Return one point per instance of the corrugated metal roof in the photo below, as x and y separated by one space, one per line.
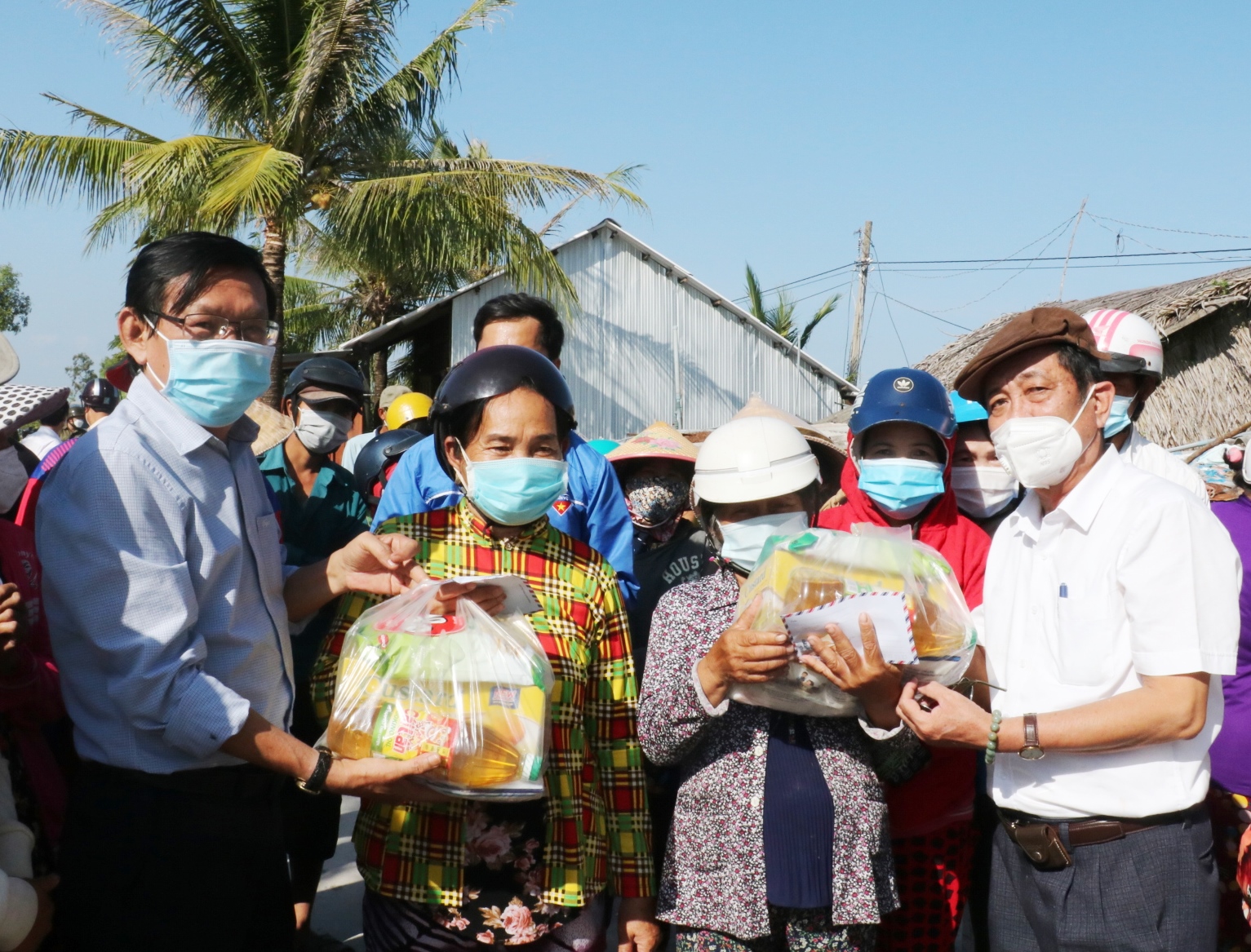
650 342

==

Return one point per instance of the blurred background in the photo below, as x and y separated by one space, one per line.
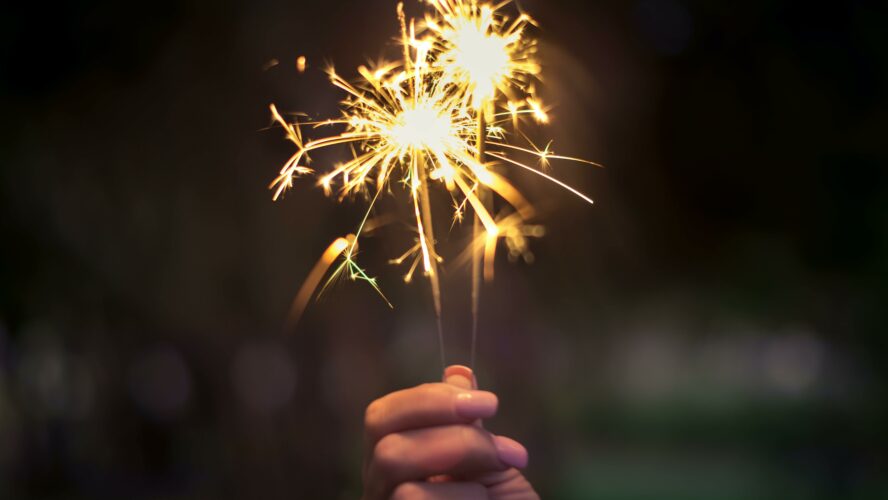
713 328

...

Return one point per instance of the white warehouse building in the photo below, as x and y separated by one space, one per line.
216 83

- _Set exercise_
Tally how many lines of the records contain the word "instance", and reply with only that number.

- _Output for this task_
3